• **Bloque de texto**:
..........

Las historias que he contado en los párrafos anteriores no tienen relación alguna. Es obvio. Sirven, en cambio, para ilustrar esa enorme arrogancia de España en el trato de sus súbitos actuales e históricos. Porque la soberbia del secretario Lasalle es de época. Un ladrón que reclama, en nombre de su corona, un botín que sus antecesores arrancaron a sangre y fuego. Un reclamo que, como en el caso del ratero catalán, debería acabar, si el mudo tuviera lógica humana, con sus apologetas entre rejas.

Es probable que las líneas anteriores sean tachadas de hipérbole. Fruto de esa contaminación del espíritu que nos hace ver amablemente lo que no debiera. Expolio, robo, sumisión, insolencia, dependencia... son conceptos que, a estas alturas de la vida, me han dejado tantos apuntes que sobrepasan el disco duro de mi ordenador.

En esta cadencia temporal, el cronomograma político que llaman los entendidos, se nos presentan unas elecciones a Cortes españolas. ¿Qué debemos hacer los vascos? Mi opción es nítida. Votar y asistir a esas Cortes viciadas con los delegados elegidos. Votar no tanto por descarte, sino por convicción. El botín material e inmaterial que nos reclaman merece ser denunciado.

La participación en instituciones ajenas, no tanto la asistencia a las urnas, ha sido un debate permanente en el seno y entorno de la izquierda abertzale. En 1989, después de reflexiones de calado, los diputados que asistieron a Madrid a recoger sus actas, con una rama de olivo, fueron recibidos a tiros. Josu Muguruza pagó con su vida el que enemigos seculares consideraban descaro político. La palabra también es de raíz profunda, comprometida.

La participación electoral no es, sin duda, el grial, la clave. Al menos la única. Es evidente que algún día, el plebiscito, las urnas, determinarán nuestro futuro soberano, descartada la toma del Palacio de Invierno o el reordenamiento inmediato de un escenario europeo cada vez más escorado hacia intereses espurios.

Sumar intenciones, también en forma de voto, forma parte de un tren libertario en el que se integran confrontaciones de distinto signo, entre ellas, la ideológica, la participativa (todos nos debemos sentir parte de un proyecto cocinado en común) y la de «masas», la de la expresión popular en calles, fábricas, escuelas. La próxima legislatura tiene, en su visibilización, varias cuestiones pendientes, nuevamente en esa clave compartida de diversas luchas paralelas y complementarias. Aún no hemos soltado amarras, la ruptura sigue siendo el objetivo histórico, y la denuncia de decenas de expolios tiene tanta vigencia como la que señalaba a propósito del galeón del siglo XVIII.

Nos están expoliando nuestro sistema financiero, nos están rompiendo nuestro suelo patrio, nos dispersan nuestros presos hasta las latitudes más remotas de lo que resta de su imperio colonial. La involución hispana tiene sus bases desperdigadas, y utiliza el foro parlamentario de Madrid para trasmitirlas a la sociedad. Ahí también hay que incidir para desmontar esa gran mentira que llaman democracia monárquica.

..........

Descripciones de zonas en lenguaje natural
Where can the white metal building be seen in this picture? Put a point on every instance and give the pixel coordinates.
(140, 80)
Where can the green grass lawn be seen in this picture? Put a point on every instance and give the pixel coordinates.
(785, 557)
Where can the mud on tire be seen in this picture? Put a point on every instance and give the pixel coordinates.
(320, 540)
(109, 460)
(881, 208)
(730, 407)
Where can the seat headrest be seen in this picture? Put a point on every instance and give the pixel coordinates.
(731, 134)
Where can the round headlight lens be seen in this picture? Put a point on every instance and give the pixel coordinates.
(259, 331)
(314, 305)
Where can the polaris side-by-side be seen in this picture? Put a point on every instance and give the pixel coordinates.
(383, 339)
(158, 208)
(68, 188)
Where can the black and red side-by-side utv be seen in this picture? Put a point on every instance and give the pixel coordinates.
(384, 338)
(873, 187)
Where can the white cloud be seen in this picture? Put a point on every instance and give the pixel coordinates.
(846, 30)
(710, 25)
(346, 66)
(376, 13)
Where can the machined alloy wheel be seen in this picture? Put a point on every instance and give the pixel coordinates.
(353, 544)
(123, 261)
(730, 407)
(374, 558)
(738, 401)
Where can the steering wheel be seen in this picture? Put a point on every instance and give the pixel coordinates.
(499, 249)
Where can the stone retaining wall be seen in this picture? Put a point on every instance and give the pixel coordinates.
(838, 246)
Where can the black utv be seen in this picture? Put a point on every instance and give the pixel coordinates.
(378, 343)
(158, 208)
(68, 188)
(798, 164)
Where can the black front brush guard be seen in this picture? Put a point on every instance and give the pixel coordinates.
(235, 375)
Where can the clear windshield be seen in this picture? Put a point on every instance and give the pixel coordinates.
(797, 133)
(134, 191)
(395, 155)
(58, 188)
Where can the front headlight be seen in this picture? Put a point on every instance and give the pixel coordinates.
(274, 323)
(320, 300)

..........

• **Tareas por hacer**:
- A) Resume en menos palabras el párrafo del texto que empieza con «La participación en instituciones ajenas», sin dejar fuera sus datos principales.
- B) Según el texto, ¿qué deben hacer los vascos en las elecciones a Cortes españolas en opinión de quien escribe?
Los registros no tienen nada que ver con el texto.

• **Soluciones**:
- A) Participar en instituciones ajenas ha sido un debate constante en la izquierda abertzale. En 1989, tras pensarlo a fondo, los diputados que fueron a Madrid con una rama de olivo a recoger sus actas fueron recibidos a tiros, y Josu Muguruza perdió la vida. La palabra también es un compromiso profundo.

- B) Votar y asistir a esas Cortes con los delegados elegidos.